_Your objective_
Reproduce the data below with every "grateful" changed to "thankful", keeping everything else the same.

_Listed entries_
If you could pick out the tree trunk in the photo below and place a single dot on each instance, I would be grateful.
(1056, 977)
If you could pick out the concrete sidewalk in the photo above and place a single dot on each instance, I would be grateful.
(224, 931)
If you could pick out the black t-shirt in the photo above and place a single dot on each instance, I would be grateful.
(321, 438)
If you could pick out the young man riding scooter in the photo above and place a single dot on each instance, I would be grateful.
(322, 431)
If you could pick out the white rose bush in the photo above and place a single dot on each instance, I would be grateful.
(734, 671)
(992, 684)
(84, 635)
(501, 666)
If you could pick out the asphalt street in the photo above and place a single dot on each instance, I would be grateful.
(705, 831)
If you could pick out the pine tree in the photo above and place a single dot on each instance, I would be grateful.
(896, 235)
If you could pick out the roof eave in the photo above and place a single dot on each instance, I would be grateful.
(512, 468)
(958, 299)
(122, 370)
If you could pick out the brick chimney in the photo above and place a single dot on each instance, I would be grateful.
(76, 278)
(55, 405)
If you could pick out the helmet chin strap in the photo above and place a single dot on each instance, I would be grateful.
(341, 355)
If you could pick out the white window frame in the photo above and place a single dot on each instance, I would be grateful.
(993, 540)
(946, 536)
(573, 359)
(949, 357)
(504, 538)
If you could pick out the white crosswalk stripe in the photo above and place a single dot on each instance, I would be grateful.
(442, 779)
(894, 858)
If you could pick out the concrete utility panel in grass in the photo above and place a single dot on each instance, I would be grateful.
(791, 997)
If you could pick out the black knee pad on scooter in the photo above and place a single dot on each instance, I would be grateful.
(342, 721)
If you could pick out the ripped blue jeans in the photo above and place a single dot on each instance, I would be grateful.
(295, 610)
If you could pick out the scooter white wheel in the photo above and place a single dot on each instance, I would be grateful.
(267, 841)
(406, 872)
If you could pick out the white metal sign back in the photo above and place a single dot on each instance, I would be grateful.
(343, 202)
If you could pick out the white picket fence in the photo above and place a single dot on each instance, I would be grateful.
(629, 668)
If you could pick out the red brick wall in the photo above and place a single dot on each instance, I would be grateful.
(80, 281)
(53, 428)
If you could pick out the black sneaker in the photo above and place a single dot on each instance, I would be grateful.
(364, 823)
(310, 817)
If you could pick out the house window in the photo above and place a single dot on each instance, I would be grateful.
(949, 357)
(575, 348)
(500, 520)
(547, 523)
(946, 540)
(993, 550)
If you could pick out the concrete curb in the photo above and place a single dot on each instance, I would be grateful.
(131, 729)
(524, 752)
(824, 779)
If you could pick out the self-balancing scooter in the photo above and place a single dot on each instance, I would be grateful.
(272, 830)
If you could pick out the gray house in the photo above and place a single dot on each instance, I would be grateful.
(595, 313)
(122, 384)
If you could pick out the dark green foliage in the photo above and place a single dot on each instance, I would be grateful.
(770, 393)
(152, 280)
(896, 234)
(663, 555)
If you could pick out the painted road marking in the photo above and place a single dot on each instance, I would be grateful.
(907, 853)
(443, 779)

_Output_
If you could pick out the tree trunk in the photo below and place a single dot on each instance, I would be thankful.
(1056, 977)
If you could pick out the concrete sidewalk in the photo above and place a single dot on each instance, I would be thankful.
(224, 931)
If you could pick out the black t-shirt in the photo above and place a single dot on each instance, I would be thankful.
(321, 438)
If you could pick out the young man riding scooter in the photo above and place a single dot on each instance, I would be thankful.
(322, 431)
If you could pick out the white rose bush in the photo above and place a single dot on each instance, I would be thankful.
(734, 671)
(992, 684)
(84, 635)
(501, 666)
If you could pick out the asphalt street in the photo above and place a single dot on each instance, I would be thankful.
(705, 831)
If you could pick out the pine tree in the photo above and place a single dot on each instance, I would be thankful.
(896, 235)
If you could pick out the roof eave in the photo above and place a single dot on each instance, I would be thankful.
(512, 468)
(958, 299)
(122, 370)
If you could pick out the brick chimney in the photo above and place a single dot on each instance, I would be thankful.
(76, 278)
(55, 405)
If you could pick out the helmet chin strap in the photo above and place a single dot on each instance, I would be thankful.
(341, 355)
If you could pick out the white window frame in the photo above and place a single dot on each instance, I would be thankful.
(993, 540)
(946, 536)
(573, 359)
(949, 357)
(504, 538)
If you could pick out the white crosswalk stripe in the photo above and place a single dot on each instance, I would be thankful.
(442, 779)
(894, 858)
If you could pick out the concrete utility panel in grass in the photo above and place a single dot on each instance, I would be thankful.
(791, 997)
If you could pick out the black knee pad on scooter in the photo above and place a single dot on each instance, I would be thankful.
(342, 721)
If you could pick out the ripped blue jeans in the photo above and place a single dot on each instance, I would be thankful.
(295, 610)
If you could pick out the scooter white wheel in the photo above and place a single dot on each instance, I would be thankful.
(267, 841)
(406, 872)
If you could pick out the white metal sign back in the photo above and place a single dot on each instance, I would be thankful.
(343, 202)
If you could pick out the white picket fence in the photo above and place a single dot on each instance, I would be thankful.
(629, 668)
If you could pick out the red brick wall in the photo above and place a single dot on each instance, I would be thankful.
(80, 281)
(53, 428)
If you could pick out the black sneaker in the photo above and place a single dot on each instance, I would be thankful.
(364, 823)
(310, 817)
If you could pick out the house window in the photo above and place a single dot on each instance, I would be thankful.
(949, 357)
(575, 348)
(500, 520)
(547, 523)
(946, 540)
(993, 550)
If you could pick out the concrete curb in the photo above and place a single dot on each instance, I would be thankful.
(131, 729)
(524, 752)
(824, 779)
If you could pick out the self-balancing scooter in the photo above and place a single dot on each instance, I would be thankful.
(272, 830)
If you could pick out the gray house in the photo above and place a single dot on each instance, I would be thankful.
(595, 313)
(122, 384)
If you could pick out the dark green foliage in the photo above and place a single dot on each instance, I would be thankful.
(770, 393)
(152, 280)
(896, 234)
(663, 555)
If you could pick out the painted road marking in the photo above and place a single dot on each instance, I would be thankful.
(907, 853)
(443, 779)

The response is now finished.